- **Task instructions**
Please copy the material below from its first line through the line containing "153;67;173;140", leaving all other lines unchanged but multiplying every coordinate in the answers by 1.8 and rounding to whole numbers, with halves rounded up.

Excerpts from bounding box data
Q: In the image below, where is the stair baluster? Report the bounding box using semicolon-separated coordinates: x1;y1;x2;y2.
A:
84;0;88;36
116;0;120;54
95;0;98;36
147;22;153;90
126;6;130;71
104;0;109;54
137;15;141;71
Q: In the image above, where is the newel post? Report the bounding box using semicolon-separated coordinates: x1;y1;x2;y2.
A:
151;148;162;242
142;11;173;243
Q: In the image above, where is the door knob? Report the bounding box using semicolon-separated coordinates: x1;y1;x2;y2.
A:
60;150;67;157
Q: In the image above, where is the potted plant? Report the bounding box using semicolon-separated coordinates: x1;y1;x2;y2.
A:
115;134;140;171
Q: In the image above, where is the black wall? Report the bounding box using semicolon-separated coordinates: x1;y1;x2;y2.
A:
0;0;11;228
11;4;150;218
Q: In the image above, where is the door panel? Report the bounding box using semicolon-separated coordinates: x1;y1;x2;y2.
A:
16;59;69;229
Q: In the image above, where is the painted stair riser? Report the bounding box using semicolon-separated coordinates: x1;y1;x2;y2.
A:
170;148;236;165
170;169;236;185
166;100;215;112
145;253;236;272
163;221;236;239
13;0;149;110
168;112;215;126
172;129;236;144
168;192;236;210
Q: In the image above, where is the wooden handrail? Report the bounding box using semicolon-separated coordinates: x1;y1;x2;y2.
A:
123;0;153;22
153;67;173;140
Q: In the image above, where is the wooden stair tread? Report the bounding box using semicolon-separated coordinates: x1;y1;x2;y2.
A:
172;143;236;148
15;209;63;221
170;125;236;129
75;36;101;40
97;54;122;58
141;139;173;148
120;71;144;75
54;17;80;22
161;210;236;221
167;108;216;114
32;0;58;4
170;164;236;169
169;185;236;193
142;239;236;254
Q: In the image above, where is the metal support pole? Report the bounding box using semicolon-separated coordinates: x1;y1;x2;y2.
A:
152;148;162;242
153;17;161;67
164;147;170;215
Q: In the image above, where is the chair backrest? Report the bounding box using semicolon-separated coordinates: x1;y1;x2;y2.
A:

- **Written solution**
Q: In the image below, where is the stair baluster? Report the bounding box using semicolon-separated coordinates: x1;y1;x2;y2.
A:
151;0;158;65
209;0;216;97
171;0;176;65
265;40;275;162
227;11;234;128
187;0;196;97
247;27;254;128
Q: In the image above, where is the newel post? Report the bounding box using semicolon-separated coordinates: x1;y1;x2;y2.
A:
272;266;292;436
256;20;311;437
Q: In the image above, where is the door knob? Report the bounding box using semicolon-separated coordinates: x1;y1;x2;y2.
A:
108;270;121;283
Q: In the image above, where is the potted plant? Report the bounding box using semicolon-separated coordinates: x1;y1;x2;y2.
A:
207;241;252;308
Q: In the image above, where is the black wall? Report the bounding box using semicolon-separated coordinates: x1;y1;x2;y2.
A:
0;0;20;410
20;7;270;392
Q: In the image above, where is the door panel? Report the bounding box using semicolon-separated coordinates: x1;y1;x2;y2.
A:
29;106;124;412
Q: In the image above, where is the painted stair riser? Report the bounding box using semicolon-separated coordinates: x1;y1;x2;y2.
A:
306;266;425;297
306;304;425;333
299;180;387;202
261;455;425;490
293;398;425;430
23;0;268;198
302;202;387;227
310;232;425;259
302;346;425;378
Q: In the image above, where is the wooden handrail? Report the bounding box using semicolon-separated coordinates: x1;y1;x2;y2.
A:
221;0;275;40
275;121;311;252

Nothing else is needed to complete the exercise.